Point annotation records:
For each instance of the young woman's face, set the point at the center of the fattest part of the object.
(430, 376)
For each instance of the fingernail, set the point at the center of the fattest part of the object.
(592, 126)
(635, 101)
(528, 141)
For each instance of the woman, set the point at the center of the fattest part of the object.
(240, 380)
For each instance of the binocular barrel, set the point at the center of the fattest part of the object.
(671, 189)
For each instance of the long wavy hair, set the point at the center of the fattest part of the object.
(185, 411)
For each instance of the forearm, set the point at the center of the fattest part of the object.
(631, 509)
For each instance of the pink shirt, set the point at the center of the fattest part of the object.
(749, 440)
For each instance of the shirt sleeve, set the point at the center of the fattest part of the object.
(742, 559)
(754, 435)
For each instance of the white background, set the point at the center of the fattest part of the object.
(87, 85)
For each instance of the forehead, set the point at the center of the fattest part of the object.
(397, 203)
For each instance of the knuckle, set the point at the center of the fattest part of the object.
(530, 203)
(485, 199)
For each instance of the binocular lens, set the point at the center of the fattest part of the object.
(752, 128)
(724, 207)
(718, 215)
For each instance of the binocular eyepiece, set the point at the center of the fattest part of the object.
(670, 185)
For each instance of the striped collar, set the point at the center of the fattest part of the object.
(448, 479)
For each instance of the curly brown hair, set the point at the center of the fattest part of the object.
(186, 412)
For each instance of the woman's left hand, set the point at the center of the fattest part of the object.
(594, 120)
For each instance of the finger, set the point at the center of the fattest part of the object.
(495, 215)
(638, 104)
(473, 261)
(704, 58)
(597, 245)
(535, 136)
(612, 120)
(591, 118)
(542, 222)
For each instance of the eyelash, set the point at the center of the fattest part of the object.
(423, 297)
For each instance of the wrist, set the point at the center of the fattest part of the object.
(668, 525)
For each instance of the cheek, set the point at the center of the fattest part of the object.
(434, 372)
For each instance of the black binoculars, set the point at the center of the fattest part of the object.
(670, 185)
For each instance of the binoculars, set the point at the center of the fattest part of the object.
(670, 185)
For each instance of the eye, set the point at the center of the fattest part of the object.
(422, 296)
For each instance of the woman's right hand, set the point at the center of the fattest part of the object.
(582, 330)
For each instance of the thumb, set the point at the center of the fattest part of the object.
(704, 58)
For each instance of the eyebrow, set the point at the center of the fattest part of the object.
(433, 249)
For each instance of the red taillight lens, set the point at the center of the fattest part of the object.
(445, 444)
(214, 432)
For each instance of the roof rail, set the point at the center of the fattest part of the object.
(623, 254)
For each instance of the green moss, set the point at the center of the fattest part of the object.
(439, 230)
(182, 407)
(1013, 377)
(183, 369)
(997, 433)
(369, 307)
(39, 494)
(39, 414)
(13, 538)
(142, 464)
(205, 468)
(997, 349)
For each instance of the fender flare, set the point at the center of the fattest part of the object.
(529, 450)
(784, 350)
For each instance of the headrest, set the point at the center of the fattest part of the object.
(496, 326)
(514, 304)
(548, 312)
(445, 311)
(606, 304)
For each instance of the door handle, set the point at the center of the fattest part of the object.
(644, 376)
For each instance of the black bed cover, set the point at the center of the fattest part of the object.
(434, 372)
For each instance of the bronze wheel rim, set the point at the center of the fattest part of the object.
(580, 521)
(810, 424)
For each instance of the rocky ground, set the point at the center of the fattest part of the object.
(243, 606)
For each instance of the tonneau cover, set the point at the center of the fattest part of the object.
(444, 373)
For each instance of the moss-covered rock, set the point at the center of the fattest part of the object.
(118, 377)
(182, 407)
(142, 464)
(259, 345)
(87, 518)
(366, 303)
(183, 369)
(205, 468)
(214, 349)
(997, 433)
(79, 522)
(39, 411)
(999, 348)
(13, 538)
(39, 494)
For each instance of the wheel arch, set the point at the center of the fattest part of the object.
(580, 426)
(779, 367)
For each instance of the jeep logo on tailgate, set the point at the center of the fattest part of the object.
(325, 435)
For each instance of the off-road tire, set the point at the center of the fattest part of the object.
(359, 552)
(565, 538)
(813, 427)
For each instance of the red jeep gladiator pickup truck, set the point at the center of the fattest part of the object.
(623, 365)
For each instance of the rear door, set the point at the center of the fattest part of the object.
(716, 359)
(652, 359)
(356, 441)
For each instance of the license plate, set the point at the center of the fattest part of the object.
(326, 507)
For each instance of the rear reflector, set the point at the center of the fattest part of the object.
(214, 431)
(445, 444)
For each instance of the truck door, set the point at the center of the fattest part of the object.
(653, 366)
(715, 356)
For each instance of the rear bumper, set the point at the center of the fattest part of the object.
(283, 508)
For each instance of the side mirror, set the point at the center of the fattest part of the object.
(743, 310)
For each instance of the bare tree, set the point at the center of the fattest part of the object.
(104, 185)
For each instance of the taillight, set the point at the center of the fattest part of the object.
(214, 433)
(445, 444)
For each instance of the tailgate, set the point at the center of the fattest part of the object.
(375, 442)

- EXERCISE -
Write out the stretch from the line containing "For each instance of the bare" through the end of the records, requests included, and add 24 to every coordinate in the answers.

- WRITTEN ANSWER -
For each instance of the bare tree, set the point at the center of the fattest part of the object.
(128, 209)
For each instance of the taillight, set the point at the center of the fattest part of the object.
(238, 457)
(469, 468)
For each instance of the tailgate, set the point at the center of the fattest part of the object.
(399, 466)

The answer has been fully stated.